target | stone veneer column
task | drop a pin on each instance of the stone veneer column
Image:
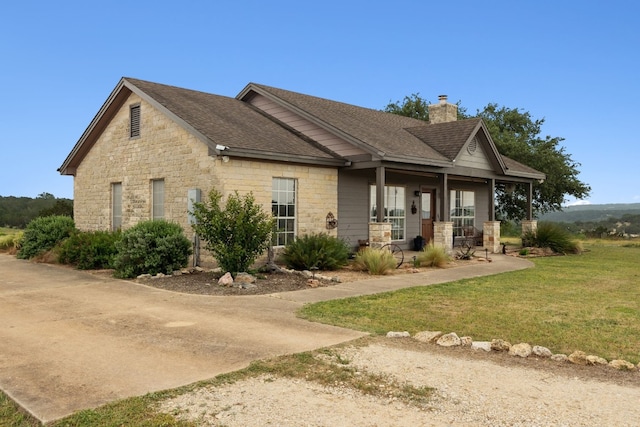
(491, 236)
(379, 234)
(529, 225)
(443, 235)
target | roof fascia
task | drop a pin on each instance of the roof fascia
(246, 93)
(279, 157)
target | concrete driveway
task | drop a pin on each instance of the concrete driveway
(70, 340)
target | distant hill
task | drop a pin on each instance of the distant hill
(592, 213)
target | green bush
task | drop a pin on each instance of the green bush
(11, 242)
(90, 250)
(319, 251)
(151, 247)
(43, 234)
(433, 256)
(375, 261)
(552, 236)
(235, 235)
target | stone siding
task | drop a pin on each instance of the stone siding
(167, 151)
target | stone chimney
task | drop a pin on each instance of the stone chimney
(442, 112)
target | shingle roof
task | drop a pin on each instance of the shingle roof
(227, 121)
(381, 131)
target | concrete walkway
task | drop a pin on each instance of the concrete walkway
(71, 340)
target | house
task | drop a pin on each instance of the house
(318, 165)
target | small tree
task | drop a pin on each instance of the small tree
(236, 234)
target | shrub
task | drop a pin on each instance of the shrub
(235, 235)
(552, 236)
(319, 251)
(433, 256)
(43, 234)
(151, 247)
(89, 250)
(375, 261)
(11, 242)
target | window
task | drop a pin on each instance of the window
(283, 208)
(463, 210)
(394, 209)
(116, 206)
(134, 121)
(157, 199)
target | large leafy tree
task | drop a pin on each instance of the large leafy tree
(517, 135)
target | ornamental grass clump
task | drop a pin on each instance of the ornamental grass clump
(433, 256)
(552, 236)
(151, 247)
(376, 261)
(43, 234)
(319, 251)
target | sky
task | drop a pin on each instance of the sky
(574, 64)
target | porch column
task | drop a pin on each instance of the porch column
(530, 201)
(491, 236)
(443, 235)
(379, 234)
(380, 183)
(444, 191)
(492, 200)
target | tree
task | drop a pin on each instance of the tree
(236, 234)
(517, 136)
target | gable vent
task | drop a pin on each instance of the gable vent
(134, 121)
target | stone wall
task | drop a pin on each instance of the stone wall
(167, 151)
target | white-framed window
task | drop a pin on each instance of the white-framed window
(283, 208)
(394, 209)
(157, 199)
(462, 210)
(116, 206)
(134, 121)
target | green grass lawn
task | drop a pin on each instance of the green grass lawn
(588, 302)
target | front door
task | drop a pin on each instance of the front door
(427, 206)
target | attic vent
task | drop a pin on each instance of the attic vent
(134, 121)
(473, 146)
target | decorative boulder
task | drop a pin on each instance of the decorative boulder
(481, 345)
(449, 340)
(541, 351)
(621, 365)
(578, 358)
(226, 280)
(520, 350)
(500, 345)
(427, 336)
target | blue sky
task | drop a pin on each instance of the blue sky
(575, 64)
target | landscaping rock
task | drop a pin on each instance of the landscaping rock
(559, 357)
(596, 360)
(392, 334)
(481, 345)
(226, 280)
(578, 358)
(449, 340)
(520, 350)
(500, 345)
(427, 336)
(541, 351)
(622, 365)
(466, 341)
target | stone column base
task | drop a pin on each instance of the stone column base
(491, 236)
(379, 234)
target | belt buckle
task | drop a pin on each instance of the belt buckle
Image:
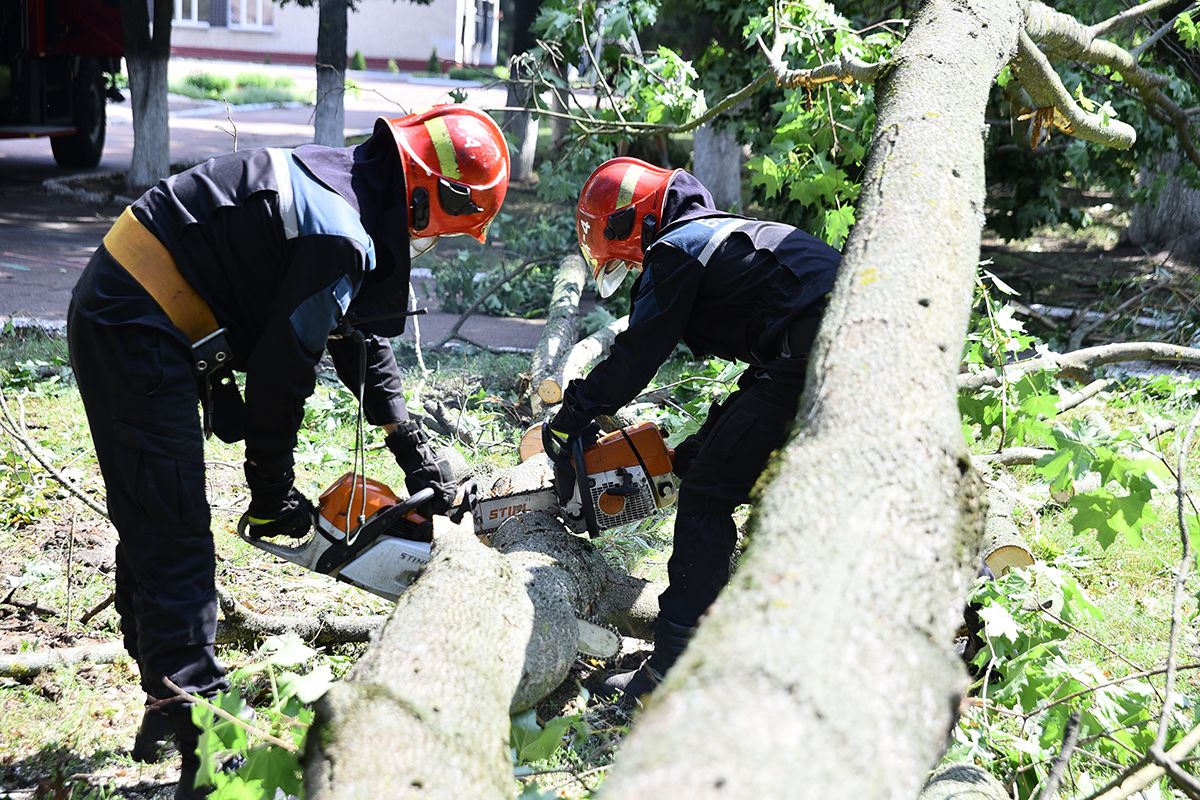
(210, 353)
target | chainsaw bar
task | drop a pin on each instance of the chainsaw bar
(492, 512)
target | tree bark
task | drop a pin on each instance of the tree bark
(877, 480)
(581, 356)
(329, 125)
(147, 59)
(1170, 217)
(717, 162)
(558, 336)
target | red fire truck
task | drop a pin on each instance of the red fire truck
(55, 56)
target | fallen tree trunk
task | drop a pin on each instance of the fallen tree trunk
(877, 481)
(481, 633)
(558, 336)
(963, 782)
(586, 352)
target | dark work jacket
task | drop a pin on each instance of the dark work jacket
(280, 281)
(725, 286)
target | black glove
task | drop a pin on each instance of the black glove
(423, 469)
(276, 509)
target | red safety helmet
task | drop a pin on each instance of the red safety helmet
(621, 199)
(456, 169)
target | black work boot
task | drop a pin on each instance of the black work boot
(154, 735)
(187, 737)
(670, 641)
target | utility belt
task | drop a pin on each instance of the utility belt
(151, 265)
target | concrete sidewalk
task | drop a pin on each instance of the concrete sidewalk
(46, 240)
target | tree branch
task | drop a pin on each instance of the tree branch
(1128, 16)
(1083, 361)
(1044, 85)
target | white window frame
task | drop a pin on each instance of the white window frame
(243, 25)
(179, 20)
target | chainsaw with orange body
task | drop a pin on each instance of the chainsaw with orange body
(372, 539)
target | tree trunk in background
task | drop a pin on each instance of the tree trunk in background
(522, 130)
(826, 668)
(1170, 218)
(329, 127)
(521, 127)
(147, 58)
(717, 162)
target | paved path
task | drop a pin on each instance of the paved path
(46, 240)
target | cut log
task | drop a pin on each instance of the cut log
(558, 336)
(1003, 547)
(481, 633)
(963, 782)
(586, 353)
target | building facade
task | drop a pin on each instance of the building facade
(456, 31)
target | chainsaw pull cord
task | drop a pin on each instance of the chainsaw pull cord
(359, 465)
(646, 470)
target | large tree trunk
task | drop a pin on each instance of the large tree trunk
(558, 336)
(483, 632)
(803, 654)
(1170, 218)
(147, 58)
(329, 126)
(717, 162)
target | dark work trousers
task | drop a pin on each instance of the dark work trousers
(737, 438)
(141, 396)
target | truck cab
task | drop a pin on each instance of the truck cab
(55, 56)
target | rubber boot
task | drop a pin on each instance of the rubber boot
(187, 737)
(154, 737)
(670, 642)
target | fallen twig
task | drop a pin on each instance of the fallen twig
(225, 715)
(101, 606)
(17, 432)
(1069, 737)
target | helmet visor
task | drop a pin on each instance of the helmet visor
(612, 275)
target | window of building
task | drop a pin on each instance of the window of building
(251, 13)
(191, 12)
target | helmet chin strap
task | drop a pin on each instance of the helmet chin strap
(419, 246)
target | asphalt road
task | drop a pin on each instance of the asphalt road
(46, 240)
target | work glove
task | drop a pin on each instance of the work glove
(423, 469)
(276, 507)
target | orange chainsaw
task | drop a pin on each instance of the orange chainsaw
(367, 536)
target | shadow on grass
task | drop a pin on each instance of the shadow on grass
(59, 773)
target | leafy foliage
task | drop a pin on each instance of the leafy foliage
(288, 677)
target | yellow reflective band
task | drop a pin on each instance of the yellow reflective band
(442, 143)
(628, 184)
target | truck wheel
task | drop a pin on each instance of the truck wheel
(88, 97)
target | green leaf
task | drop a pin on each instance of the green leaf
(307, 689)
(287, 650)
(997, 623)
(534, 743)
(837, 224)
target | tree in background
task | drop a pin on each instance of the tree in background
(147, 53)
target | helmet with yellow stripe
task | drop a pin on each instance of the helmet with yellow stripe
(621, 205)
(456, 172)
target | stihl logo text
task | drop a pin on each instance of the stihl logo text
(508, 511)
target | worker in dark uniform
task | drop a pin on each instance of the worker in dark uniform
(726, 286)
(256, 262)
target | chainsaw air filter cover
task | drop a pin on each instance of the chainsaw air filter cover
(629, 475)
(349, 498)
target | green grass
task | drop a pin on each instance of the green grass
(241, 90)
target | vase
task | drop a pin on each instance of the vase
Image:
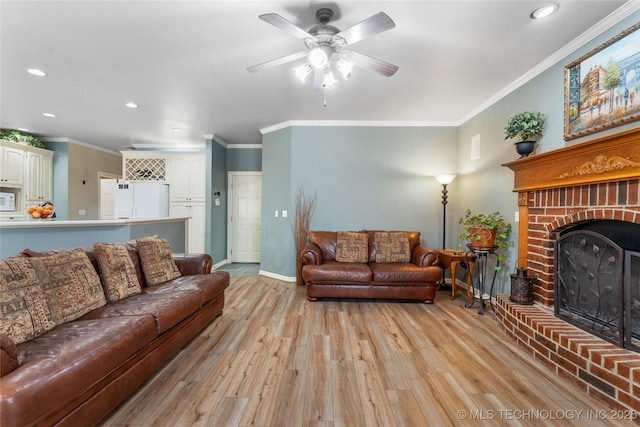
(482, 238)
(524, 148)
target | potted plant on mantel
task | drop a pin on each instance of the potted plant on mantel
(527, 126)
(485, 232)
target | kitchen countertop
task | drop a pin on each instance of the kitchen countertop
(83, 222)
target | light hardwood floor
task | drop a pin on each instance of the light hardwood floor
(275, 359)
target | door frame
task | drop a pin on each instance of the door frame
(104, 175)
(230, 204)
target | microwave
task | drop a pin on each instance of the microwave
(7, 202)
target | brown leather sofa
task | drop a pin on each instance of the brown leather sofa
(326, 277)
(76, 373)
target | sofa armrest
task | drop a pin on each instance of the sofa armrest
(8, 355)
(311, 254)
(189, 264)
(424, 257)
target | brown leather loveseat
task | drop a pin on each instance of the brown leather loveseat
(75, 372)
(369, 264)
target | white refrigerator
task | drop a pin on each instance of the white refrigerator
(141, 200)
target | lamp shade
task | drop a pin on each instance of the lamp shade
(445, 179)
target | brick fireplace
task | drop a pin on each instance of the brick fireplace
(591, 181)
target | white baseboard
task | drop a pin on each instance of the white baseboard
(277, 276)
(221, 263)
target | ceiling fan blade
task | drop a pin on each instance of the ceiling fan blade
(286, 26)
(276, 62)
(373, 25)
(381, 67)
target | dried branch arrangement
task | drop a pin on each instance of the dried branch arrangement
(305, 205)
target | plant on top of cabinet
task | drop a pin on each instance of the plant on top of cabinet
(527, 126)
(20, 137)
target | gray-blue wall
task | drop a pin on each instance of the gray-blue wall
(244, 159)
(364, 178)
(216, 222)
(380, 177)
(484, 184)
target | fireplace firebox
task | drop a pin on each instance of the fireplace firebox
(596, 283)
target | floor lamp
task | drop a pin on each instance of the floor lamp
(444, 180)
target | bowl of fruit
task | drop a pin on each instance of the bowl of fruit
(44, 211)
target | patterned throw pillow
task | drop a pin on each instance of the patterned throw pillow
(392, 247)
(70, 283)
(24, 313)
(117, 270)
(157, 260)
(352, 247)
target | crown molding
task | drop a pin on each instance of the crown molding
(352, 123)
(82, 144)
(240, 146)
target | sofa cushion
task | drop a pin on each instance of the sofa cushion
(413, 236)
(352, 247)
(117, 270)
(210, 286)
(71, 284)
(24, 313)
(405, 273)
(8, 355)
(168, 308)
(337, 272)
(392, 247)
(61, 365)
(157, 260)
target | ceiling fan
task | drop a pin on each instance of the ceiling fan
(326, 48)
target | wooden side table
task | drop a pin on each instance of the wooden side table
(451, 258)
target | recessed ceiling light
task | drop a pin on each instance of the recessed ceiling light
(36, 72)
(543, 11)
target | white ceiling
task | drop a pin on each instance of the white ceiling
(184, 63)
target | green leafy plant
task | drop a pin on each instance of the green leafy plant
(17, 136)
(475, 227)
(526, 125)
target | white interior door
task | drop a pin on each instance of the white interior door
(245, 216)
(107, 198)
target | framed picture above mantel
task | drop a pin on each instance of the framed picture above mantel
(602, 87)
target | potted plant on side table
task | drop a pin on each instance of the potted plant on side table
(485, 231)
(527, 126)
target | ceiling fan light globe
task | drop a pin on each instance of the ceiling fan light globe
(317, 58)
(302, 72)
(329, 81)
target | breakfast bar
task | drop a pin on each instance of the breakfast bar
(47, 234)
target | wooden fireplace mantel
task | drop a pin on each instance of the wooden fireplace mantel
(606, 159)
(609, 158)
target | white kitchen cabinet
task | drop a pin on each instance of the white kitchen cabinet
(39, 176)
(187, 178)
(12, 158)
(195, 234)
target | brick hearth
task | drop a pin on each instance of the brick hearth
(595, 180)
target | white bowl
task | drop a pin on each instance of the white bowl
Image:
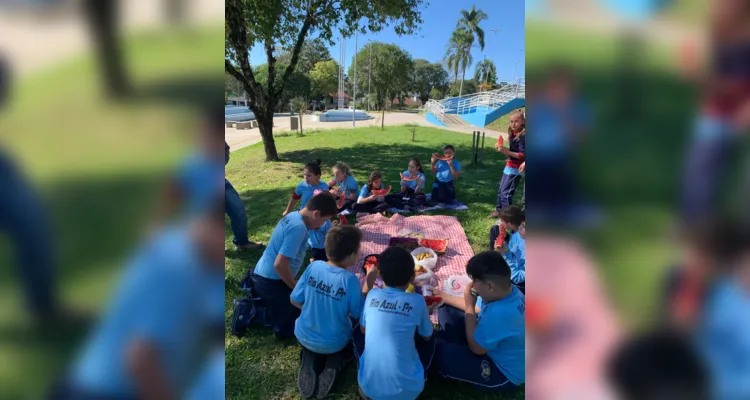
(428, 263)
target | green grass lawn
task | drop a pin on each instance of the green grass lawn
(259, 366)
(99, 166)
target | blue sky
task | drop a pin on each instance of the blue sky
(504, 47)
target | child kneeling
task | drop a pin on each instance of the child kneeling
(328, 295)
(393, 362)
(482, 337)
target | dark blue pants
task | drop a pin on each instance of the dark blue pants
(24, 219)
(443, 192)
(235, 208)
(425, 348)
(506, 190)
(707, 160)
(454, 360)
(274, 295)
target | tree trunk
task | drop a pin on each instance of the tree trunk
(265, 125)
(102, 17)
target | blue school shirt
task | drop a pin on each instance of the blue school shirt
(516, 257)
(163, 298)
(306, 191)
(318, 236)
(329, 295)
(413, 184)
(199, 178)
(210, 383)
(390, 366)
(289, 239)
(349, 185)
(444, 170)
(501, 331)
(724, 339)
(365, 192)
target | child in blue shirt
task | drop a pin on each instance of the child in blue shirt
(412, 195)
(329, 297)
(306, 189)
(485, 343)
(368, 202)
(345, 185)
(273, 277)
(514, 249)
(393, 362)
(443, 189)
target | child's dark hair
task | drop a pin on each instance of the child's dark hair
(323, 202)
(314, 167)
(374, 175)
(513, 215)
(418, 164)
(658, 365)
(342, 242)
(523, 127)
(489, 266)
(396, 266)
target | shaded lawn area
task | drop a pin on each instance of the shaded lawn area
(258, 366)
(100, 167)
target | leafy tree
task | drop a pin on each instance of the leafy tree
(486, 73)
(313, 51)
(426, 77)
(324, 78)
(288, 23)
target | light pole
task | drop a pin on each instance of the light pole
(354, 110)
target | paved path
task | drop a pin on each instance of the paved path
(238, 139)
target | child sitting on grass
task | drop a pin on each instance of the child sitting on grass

= = = = = = =

= Problem to solve =
Go through the data and show each line that holds "vase".

= Answer section =
target | vase
task | drop a pin on each instance of the vase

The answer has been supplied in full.